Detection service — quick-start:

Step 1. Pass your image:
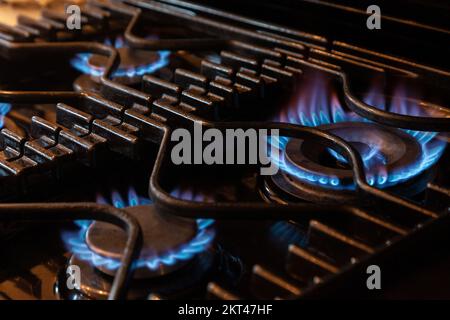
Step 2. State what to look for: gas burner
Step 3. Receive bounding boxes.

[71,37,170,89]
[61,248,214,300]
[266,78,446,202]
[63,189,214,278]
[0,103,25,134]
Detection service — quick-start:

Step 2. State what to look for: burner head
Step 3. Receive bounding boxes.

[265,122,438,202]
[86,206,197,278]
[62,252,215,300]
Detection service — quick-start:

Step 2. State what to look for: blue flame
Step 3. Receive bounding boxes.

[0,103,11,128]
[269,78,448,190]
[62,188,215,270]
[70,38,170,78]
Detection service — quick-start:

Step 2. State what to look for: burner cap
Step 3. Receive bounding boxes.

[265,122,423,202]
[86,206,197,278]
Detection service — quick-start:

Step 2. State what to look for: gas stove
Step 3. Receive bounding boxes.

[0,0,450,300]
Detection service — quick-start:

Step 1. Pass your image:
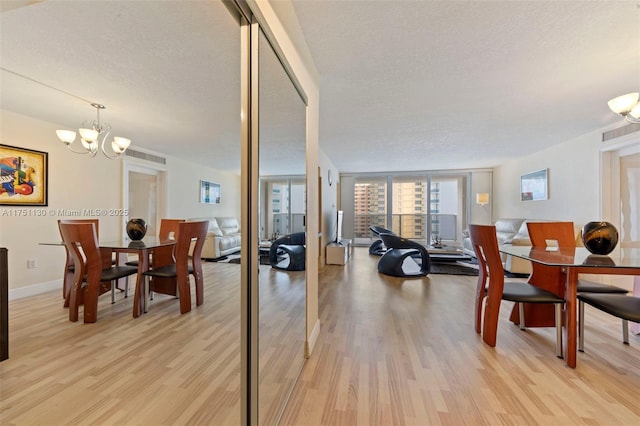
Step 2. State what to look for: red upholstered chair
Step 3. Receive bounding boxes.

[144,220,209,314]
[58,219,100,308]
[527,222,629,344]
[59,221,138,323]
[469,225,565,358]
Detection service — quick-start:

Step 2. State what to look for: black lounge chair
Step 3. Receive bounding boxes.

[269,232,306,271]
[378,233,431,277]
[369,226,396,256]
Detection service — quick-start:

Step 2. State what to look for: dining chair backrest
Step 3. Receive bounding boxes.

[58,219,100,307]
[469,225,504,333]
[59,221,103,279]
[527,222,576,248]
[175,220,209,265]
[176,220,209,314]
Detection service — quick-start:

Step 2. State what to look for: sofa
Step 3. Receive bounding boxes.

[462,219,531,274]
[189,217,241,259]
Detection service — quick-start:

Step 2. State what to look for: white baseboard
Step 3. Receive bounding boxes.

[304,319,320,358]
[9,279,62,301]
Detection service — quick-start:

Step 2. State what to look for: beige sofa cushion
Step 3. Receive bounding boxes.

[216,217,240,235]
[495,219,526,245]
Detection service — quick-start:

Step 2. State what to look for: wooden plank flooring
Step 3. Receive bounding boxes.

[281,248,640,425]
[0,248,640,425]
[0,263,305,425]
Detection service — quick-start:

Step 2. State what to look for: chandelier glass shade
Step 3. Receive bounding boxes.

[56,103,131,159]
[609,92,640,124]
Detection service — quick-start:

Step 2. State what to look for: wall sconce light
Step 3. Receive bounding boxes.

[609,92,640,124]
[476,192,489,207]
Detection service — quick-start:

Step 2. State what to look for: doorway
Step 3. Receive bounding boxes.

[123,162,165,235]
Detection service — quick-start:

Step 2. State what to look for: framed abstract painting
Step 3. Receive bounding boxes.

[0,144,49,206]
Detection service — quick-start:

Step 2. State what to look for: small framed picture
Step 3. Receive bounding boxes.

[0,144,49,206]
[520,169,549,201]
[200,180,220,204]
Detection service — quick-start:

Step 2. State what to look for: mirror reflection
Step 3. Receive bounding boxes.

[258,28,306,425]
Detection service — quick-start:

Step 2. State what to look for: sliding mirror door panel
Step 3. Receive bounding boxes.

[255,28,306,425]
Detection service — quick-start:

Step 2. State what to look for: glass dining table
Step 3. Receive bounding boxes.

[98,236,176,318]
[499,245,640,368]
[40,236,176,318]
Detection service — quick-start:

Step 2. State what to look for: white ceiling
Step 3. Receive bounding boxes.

● **Exercise description**:
Starting from the beginning of the records and going on through the line with "[62,252,215,300]", write out every line again, shifting each bounding box coordinate in the answers up by 84. Leave the pictures out.

● **Finished answer**:
Detection service — quick-start:

Step 1. Pass your image:
Step 2. State what to look for: gas burner
Step 3. Receive bounding boxes.

[155,121,254,173]
[145,332,298,384]
[350,162,530,286]
[147,273,298,362]
[84,187,109,218]
Detection service — quick-start:

Step 2. State what to look for: burner head
Step 3. Receive bounding boxes.

[349,206,522,286]
[170,290,281,362]
[146,336,299,384]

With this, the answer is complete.